_What needs to be done_
An exact copy of the listing is needed, with every line kept.
········
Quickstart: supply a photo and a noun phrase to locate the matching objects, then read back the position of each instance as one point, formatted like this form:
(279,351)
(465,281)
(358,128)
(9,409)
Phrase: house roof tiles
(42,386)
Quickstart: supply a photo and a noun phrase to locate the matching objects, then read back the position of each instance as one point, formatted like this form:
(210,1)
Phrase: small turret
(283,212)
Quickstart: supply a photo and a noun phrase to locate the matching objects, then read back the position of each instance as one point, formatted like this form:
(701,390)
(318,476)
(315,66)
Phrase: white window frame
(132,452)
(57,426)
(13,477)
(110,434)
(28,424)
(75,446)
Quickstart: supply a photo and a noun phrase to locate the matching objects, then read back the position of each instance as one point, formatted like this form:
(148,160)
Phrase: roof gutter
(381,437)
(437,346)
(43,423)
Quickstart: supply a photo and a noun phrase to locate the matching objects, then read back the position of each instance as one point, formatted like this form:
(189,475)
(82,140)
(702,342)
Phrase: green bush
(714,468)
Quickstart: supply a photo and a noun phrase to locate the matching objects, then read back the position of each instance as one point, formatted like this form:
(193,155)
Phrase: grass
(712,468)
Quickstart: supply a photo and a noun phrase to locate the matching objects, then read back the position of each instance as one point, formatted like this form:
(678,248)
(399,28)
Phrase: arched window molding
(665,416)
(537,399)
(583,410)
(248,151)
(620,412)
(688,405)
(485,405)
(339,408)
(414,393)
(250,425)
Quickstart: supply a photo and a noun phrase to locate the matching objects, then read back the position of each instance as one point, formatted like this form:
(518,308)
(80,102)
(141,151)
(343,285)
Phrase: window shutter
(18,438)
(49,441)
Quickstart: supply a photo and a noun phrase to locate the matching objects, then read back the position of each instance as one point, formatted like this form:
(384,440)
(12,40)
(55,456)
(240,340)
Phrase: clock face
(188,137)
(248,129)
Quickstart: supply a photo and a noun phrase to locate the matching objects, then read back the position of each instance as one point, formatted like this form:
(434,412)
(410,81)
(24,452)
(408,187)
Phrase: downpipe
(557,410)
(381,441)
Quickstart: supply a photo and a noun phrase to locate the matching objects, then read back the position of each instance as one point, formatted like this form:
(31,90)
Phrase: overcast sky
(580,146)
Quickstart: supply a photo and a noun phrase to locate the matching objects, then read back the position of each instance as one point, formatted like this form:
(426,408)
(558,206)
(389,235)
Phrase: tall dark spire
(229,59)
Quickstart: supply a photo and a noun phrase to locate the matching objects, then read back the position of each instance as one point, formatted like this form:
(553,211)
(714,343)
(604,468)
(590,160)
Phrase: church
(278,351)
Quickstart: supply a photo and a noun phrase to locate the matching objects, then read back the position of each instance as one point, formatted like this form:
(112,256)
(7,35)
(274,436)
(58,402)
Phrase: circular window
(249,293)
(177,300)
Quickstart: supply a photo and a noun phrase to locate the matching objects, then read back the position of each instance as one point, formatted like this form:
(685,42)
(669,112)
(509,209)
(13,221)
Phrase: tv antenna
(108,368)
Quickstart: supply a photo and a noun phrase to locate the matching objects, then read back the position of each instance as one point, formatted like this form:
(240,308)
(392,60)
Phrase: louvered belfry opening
········
_Exercise solution_
Quickstart: supply a photo and a noun phrase to locate the matching objects, then read back the position of each instance as one point, formatted like this form:
(279,351)
(465,281)
(358,128)
(9,409)
Phrase: house roof tiles
(42,386)
Quickstart: supply a photo and a noun phrase to locate the matching objects, then read back the position of each instance as one point, formatted like this form:
(210,1)
Phrase: small turret
(283,212)
Quickstart: supply a photo and a noun phrase to locate the matching objects, then read back the position of each instance as one point, formatted like this form:
(701,390)
(318,476)
(315,66)
Phrase: white window frame
(132,452)
(57,426)
(13,477)
(110,434)
(28,424)
(75,446)
Quickstart: supply a photo and a noun phrase to locate the matching objects, then read back the position of each instance as one point, formatted like this form:
(148,160)
Phrase: roof gutter
(381,437)
(437,346)
(43,423)
Quickstart: supply a photo and a noun phrase to locate the matching objects, then read back the position of each instance as one point, formatted like this form:
(189,475)
(82,140)
(702,342)
Phrase: green bush
(714,468)
Quickstart: supply a photo and a noun phrase to locate the matching objects, then read back the position of each instance as one point, formatted like this form:
(193,155)
Phrase: grass
(712,468)
Quickstart: supply a photo and a noun phrase to locate the matching objects, then read back the position of each instance as one point, formatted like this form:
(678,248)
(399,28)
Phrase: arched window molding
(665,416)
(537,399)
(583,410)
(248,151)
(620,412)
(688,405)
(485,405)
(339,408)
(414,393)
(250,425)
Quickstart: supply a photo and a noun phrase to locate the matching objects, then read back the position of each instance as one point, formatted like this form:
(518,308)
(80,102)
(141,151)
(343,285)
Phrase: window shutter
(18,438)
(49,441)
Quickstart: supply a photo and a noun phrase to locate the matching objects, then read back the position of each instance as one point, formatted like this form:
(384,440)
(12,40)
(55,456)
(240,340)
Phrase: clock face
(188,137)
(248,129)
Quickstart: supply a photo and a noun phrase to locate the matching objects, then read back the position of each instance as one point, formatted like this form:
(434,412)
(410,81)
(24,452)
(408,187)
Phrase: downpipe
(557,410)
(381,441)
Quickstart: supply a photo and a noun phrase to locate the matching objects, then read back the position of each instance as one point, formatted like this form:
(31,90)
Phrase: overcast sky
(580,146)
Quickstart: supply a photo and a noun phrase to locate the matching objects, then read back the position of each instance as one point, formatted like this form:
(426,408)
(558,206)
(389,235)
Phrase: tall dark spire
(229,59)
Quickstart: supply a photo and a noun phrase to locate the matching objects, then read back the position of each instance as one point, formatted like this form:
(553,211)
(714,343)
(604,468)
(590,160)
Phrase: church
(278,351)
Quickstart: supply a photo and a noun phrase to locate the matching objects, then read back the position of each instance as one point, formatted like this form:
(112,256)
(7,35)
(274,436)
(58,402)
Phrase: circular window
(249,293)
(177,300)
Quickstart: supply a photo and a noun phrase to locate the matching objects, then read back the position of each instance as one point, formatted like this form:
(685,42)
(669,112)
(509,209)
(13,221)
Phrase: tv antenna
(108,368)
Quickstart: supply a photo and a noun phrase to locate the matching objects, then read back the position of each instance as one point, formatted like this form:
(240,308)
(392,60)
Phrase: louvered belfry opening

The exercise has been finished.